**Challenge 1:** Return every line of the rows below that contains the word "facade".

— START OF Excerpted text —

# The New Girl



## Dthbyhoyt

:welcome: 2 ArcheryTalk


----------



## xshot1

welcome


----------



## Tim Roberts

:wav: :yo: *G'day.*







to *Archery Talk* sippycup2010. Have fun here.


----------



## BWiz

:welcomesign: to AT!!


----------



## SCBOWHUNTER903

welcome to AT


----------



## Bowhuntr64

:wav: Welcome to AT


----------



## buckchaser86

Welcome to AT!!


----------



## rcmjr

Welcome!


----------



## wicked1Joe

:wav:
*Welcome to AT*

You guys are pretty close just a few minutes up the hill


----------



## trykon_buck

Welcome aboard, glad to have ya! :cheers:


----------



## asa1485




----------



## rycountryboy

*:welcome: to AT*


----------



## JoeBuck1975

*Welcome from Jersey*

Just joined myself. Welcome!


----------



## ORIONRZ

Also joined a little while ago; quite overwhelming at the amount of use here. Will be searching in FAQ to avoid duplications if possible


----------



## joelpresmyk8

Welcome to archery talk!


----------



## AlphaBROmax32

im new too, should be able to find a lot of info on here though. good luck finding a bow!


----------



## MathewsDXTG5

Welcome to at


----------



## ArmyArcher63

Well, I finally found your first post. Hello Baby :cheers: :wav::welcome::wav: :dancing:


----------



## bushmasterar15

Welcome


----------



## 2K6S2K

Welcomer to AT!


----------



## sippycup2010

ArmyArcher63 said:


> Well, I finally found your first post. Hello Baby :cheers: :wav::welcome::wav: :dancing:


Yea it only took you like 8 months Love ya babe:smile:


----------



## sippycup2010

*Thanks*

Thanks for the warm welcome Ive been sick since May and so has my puter but Im trying to get back up on my shooting and my form and on here so please bear with me I just put up some pics of my family and our bows its a family thang BTW I bought a Darton 600 pro series with carbon express arrows that have zebra striped fletching just like uncle Teds guitar and his vest .


----------



## sippycup2010

wicked1strings said:


> :wav:
> *Welcome to AT*
> 
> You guys are pretty close just a few minutes up the hill


Why where r u at?


----------



## BowArmory

*Welcome to AT !!!*


----------



## BowArmory Girl

Hi SippyCup !!!


----------



## sippycup2010

hello bowarmorygirl how r u


----------



## Baz59

congrats on finding the website and each others post  Welcome to AT!


----------

— END OF Excerpted text —
— START OF Records for the task —

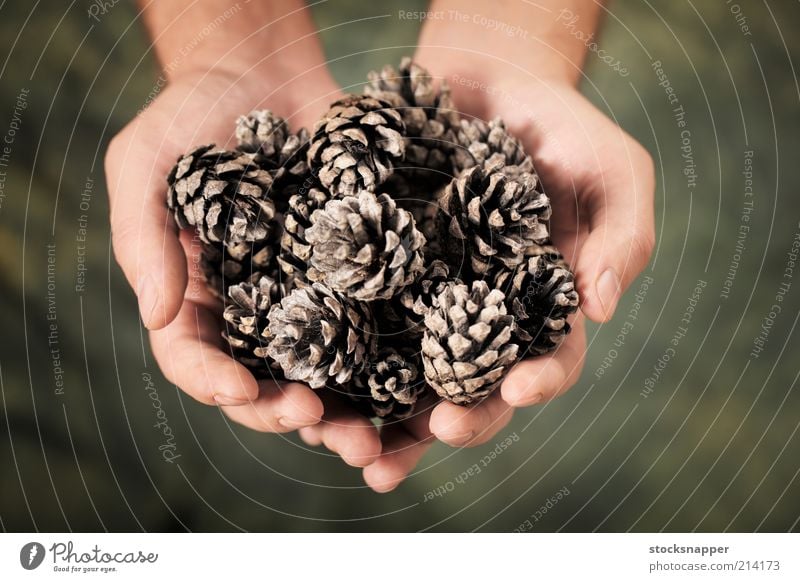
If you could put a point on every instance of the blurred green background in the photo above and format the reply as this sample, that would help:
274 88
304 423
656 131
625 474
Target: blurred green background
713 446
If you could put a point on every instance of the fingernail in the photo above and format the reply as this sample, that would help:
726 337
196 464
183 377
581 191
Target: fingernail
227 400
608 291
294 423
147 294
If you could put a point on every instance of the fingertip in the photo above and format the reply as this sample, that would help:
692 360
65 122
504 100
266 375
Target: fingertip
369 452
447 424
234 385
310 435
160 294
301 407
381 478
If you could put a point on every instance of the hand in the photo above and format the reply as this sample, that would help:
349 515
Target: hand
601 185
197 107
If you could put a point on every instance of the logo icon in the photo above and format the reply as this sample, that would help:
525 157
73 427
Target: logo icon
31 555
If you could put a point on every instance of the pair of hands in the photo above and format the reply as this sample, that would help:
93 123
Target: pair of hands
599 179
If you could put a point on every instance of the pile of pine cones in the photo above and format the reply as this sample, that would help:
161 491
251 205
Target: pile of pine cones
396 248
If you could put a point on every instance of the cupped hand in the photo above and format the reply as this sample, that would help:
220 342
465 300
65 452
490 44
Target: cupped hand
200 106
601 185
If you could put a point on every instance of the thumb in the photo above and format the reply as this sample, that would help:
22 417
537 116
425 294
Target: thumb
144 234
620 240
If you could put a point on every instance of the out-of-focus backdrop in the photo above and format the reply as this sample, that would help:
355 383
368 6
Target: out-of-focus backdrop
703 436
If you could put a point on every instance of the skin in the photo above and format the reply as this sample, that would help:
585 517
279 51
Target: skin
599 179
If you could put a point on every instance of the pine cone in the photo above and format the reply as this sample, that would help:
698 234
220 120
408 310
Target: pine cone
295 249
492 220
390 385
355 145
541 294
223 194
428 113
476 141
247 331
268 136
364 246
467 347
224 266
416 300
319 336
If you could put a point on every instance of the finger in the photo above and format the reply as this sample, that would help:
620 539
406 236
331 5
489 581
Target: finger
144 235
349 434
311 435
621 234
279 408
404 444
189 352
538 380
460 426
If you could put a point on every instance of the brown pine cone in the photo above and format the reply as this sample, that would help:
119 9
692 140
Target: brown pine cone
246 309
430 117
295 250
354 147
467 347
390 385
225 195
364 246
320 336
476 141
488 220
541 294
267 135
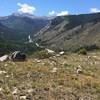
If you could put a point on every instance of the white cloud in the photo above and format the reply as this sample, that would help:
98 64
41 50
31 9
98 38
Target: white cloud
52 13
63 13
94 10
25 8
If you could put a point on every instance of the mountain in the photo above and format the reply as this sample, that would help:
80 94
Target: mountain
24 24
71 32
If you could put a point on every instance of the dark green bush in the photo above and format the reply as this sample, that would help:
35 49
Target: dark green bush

— END OF Records for the task —
— START OF Records for the task —

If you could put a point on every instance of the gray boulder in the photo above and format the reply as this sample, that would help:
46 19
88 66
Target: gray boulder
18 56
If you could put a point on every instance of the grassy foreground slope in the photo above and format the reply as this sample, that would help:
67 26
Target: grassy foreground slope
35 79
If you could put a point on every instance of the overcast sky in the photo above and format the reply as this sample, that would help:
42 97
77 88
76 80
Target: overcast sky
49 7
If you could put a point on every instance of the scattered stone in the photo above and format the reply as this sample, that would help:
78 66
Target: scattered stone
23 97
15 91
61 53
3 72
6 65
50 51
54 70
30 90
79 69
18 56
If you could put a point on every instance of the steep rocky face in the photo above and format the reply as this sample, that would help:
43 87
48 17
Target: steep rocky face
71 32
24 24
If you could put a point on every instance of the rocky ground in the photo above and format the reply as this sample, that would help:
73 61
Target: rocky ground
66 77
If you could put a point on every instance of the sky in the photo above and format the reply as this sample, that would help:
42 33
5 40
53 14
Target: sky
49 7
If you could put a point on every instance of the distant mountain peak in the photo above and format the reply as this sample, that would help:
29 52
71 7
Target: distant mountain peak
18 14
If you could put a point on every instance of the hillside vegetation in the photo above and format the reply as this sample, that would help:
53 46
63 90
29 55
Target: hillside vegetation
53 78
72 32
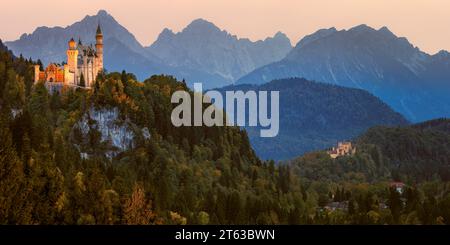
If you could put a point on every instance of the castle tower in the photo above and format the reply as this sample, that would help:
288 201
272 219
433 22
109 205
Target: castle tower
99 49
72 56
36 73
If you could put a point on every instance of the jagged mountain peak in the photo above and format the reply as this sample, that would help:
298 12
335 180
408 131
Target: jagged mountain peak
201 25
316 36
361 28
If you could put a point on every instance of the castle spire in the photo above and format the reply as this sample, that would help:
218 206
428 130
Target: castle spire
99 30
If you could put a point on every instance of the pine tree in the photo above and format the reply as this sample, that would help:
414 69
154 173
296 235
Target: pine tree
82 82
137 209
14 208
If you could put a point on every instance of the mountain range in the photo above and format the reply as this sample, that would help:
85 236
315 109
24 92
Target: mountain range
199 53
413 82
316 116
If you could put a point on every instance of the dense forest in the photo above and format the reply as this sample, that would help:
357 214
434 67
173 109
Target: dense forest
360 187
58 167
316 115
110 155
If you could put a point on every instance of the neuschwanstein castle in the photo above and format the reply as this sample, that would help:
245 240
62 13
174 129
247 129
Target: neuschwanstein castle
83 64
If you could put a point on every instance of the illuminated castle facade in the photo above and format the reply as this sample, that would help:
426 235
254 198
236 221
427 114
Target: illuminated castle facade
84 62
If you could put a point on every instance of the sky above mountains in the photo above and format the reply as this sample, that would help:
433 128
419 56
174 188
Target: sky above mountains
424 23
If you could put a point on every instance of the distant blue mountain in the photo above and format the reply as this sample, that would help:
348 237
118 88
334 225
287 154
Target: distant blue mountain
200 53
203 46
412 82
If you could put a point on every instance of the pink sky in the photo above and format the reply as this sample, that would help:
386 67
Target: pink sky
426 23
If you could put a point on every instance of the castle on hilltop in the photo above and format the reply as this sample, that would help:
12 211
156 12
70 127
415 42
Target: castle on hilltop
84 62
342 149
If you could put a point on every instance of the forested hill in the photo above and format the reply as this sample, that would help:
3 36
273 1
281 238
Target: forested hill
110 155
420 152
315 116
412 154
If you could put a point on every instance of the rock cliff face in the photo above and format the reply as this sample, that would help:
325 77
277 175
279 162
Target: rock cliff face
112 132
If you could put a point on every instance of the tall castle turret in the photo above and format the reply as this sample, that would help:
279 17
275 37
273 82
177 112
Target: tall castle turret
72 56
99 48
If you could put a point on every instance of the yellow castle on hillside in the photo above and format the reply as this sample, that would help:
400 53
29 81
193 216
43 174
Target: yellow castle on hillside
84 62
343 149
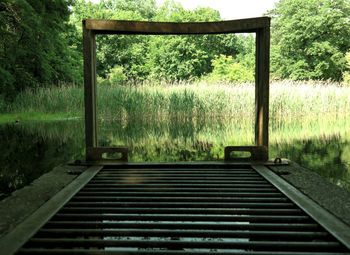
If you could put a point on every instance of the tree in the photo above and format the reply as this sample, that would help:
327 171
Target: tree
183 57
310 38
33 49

— END OF Records for the task —
— START OF Records for the task —

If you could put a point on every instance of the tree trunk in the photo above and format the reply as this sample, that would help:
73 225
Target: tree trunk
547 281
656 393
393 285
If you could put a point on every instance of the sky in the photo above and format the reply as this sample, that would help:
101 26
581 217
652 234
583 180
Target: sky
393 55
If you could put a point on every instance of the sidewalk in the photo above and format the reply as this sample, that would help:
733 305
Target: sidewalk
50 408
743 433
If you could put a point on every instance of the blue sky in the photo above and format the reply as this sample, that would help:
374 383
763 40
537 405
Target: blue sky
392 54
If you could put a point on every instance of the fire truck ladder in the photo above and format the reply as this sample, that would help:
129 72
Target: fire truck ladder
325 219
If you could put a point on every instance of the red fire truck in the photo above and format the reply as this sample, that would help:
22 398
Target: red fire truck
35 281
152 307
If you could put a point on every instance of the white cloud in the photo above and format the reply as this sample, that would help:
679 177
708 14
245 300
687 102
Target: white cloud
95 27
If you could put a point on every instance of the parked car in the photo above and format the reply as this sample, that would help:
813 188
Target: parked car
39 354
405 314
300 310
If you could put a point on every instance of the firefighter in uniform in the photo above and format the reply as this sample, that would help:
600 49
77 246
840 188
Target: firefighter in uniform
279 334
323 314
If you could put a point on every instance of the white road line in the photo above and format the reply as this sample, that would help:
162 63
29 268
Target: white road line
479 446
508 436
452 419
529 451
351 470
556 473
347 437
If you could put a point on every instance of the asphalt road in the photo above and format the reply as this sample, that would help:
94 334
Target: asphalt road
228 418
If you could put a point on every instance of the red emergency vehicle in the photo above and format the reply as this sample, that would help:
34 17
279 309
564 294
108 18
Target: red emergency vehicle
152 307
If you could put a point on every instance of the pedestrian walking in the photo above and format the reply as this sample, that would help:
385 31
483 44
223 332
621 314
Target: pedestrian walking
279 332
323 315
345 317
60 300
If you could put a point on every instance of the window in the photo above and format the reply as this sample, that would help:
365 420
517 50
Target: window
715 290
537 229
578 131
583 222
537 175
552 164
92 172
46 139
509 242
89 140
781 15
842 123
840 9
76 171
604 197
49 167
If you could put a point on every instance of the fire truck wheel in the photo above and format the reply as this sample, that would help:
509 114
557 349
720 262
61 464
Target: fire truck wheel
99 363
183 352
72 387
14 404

— END OF Records for the task —

**Challenge 2:** In the welcome thread, which bow does sippycup2010 say was bought?

**Exercise answer 1:**
If you could put a point on every instance of the illuminated castle facade in the photo above and format the reply as this sample, that would help:
Target: illuminated castle facade

**Exercise answer 2:** A Darton 600 pro series.